= TEXT UNDER STUDY =
——————

For many years, we participated in the Michigan Department of Transportation’s “Adopt a Highway” program.  We clean up debris and litter along a 2+ mile stretch of the US-223 bypass and are proud to keep our community looking clean.

An active committee of the Club has been the Community Pride Committee that continues to conceive and complete civic improvements in and around the city.  One highly visible and much appreciated civic improvement conceived and completed by the Community Pride Committee was the installation of a new flag pole at the top of the Lenawee County Court House along with the night lighting of the flag.  The pole was installed in 1992 and the flag can now be seen day and night from many locations around Adrian.

We have had many famous club individuals and personalities over the many years of our existence.  They helped make our club meetings more interesting and often exciting.  Those notable were Sid Siegel and Ed Kosmalski who entertained us as our song leaders for many years.  Tom Kansas who brought a new look to our weekly bulletin.  We have had many Bulletin Editors also, perhaps the longest running one being Harold Near in the 1950’s and 1960’s.  Club meetings were spiced with antics of Bob Mason, Dave Snyder, and Dave Wakefield.  Tom Nixon although not a member of the Kiwanis Club played the piano for years in exchange for a free lunch at the meeting.  David Siler has been the piano player for the past 35 years.  He still intends to take lessons someday.

——————

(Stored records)
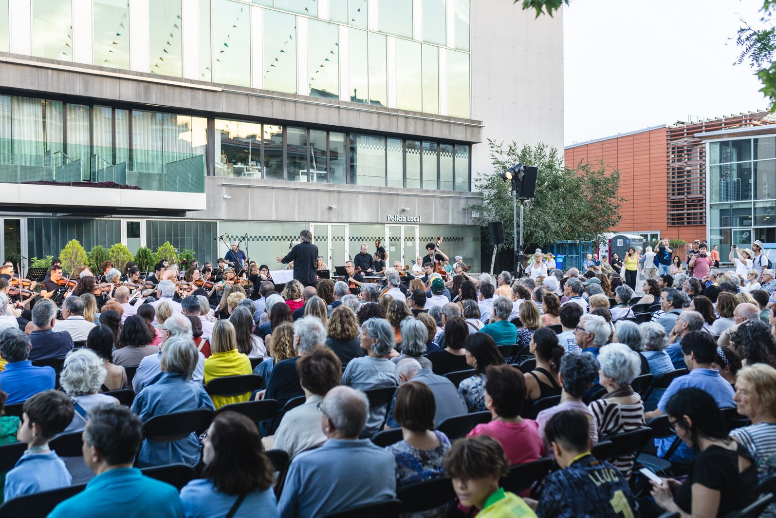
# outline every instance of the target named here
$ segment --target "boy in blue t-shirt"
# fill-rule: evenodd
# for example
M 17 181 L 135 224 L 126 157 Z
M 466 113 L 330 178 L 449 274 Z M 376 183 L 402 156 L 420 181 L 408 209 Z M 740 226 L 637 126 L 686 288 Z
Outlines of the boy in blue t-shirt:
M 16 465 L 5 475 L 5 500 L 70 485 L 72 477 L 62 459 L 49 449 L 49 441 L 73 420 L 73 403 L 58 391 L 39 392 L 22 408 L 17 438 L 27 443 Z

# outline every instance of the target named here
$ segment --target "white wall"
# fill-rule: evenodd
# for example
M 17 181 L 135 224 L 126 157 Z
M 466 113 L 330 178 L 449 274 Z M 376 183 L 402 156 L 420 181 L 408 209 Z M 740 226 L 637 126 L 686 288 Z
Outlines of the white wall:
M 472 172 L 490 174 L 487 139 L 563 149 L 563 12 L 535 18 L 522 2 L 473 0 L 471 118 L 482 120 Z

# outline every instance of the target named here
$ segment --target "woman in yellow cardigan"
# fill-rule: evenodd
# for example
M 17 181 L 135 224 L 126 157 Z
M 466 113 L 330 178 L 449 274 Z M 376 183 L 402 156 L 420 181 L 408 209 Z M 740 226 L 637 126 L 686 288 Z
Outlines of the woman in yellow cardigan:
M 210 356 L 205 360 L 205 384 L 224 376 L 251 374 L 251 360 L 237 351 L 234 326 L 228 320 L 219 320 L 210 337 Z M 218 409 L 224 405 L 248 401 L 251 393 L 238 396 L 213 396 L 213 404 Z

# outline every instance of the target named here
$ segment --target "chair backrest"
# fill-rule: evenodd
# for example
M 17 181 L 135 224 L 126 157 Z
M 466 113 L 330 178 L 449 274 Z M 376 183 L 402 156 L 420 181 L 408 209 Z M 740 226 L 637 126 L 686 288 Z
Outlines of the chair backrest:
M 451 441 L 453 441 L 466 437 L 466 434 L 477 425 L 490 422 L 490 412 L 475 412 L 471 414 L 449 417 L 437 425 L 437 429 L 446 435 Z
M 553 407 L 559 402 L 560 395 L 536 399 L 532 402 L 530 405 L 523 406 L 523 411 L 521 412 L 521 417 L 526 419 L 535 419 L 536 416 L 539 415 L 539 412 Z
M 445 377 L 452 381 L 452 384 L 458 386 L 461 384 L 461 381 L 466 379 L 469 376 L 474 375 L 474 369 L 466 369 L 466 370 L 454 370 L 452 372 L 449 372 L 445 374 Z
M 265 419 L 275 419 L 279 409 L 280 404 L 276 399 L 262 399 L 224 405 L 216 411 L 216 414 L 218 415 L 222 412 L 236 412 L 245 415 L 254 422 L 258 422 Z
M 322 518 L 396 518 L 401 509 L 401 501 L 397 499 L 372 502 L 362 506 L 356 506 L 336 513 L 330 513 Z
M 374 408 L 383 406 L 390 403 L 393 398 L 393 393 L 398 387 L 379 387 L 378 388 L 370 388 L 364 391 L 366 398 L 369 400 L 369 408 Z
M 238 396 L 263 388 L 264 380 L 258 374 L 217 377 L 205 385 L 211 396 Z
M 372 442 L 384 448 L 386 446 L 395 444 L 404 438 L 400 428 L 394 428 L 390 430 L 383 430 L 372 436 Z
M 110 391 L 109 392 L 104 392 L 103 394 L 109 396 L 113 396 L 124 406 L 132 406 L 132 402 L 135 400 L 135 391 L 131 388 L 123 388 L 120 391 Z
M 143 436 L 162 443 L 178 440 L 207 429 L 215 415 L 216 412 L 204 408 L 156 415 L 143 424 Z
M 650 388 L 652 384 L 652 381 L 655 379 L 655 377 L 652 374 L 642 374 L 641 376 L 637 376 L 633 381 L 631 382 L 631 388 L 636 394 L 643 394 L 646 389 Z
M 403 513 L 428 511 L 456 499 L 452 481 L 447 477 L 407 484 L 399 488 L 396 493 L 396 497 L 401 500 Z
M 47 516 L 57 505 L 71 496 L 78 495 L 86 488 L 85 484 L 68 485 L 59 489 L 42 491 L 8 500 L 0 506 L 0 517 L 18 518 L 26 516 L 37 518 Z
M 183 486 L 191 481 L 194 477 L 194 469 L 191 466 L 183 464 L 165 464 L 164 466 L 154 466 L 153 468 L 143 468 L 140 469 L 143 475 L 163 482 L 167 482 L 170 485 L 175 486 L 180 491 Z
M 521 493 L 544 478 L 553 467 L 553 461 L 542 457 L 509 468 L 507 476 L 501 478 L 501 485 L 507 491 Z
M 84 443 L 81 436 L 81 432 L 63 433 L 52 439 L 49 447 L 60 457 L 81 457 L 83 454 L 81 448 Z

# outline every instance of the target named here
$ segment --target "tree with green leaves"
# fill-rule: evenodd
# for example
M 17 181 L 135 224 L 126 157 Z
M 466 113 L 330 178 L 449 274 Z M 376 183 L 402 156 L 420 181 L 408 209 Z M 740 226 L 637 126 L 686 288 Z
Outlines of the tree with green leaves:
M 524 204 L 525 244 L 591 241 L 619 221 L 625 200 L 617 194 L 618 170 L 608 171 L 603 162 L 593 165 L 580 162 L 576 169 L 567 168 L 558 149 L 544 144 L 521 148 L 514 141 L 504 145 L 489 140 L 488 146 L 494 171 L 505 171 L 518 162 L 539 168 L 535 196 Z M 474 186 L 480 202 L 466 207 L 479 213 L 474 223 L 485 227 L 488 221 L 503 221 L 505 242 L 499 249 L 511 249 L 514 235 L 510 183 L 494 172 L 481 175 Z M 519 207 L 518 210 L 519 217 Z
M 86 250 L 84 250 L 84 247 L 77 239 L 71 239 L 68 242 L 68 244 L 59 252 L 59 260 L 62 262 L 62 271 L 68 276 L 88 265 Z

——————

From the club history, list every person credited with leading songs or playing the piano at club meetings.

Sid Siegel, Ed Kosmalski, Tom Nixon, David Siler